** Start of LISTED RECORDS **

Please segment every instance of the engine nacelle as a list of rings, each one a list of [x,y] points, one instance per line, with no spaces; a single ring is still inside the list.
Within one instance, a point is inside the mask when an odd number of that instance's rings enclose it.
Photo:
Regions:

** End of LISTED RECORDS **
** Start of LISTED RECORDS **

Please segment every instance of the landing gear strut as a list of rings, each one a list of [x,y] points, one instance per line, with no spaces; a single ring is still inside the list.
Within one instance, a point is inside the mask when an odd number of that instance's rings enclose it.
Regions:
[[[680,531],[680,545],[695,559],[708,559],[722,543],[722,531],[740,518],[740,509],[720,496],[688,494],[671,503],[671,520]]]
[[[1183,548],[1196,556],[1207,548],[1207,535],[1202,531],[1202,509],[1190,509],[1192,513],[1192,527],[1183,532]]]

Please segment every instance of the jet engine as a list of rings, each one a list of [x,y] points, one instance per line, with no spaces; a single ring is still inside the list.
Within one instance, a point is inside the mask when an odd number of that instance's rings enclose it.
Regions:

** End of LISTED RECORDS **
** Start of LISTED RECORDS **

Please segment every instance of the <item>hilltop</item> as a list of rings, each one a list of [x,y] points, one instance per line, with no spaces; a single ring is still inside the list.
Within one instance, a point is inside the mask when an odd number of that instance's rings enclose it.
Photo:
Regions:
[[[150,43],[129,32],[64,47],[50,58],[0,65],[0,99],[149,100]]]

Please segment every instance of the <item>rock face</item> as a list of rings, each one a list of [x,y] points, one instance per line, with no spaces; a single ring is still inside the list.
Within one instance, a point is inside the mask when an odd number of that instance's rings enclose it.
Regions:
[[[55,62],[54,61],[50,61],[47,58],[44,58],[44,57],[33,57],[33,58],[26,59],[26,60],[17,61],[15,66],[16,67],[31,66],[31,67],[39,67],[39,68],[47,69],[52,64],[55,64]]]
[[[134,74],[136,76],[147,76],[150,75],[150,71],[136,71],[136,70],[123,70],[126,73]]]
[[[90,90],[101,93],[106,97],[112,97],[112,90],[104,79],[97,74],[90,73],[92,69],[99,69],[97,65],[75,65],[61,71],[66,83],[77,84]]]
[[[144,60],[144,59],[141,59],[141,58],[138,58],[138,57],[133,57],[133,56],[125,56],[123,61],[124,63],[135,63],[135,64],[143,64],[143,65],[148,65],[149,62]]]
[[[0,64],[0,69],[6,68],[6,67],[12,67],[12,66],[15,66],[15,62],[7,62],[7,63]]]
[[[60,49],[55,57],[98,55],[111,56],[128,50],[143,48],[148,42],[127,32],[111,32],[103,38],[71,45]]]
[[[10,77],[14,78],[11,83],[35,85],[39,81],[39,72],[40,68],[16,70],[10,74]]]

** End of LISTED RECORDS **

TASK INSTRUCTIONS »
Please repeat only the lines of the records starting with the line with "Please segment every instance of the <item>hilltop</item>" and going on through the line with "[[[150,43],[129,32],[64,47],[50,58],[0,65],[0,99],[149,100]]]", keeping the request wording unchanged. Scale each outline coordinate by 0.3 and round it to a whole number, with halves rounding up.

COMPLETE OUTPUT »
Please segment every instance of the <item>hilltop</item> as a list of rings, each one a list of [x,y] points, one instance per line, with no spaces; a single ring is still inside the list.
Within one instance, a point is inside the mask when an odd number of that instance's rings enclose it.
Photo:
Regions:
[[[45,13],[39,10],[19,14],[15,17],[0,20],[0,30],[45,30]]]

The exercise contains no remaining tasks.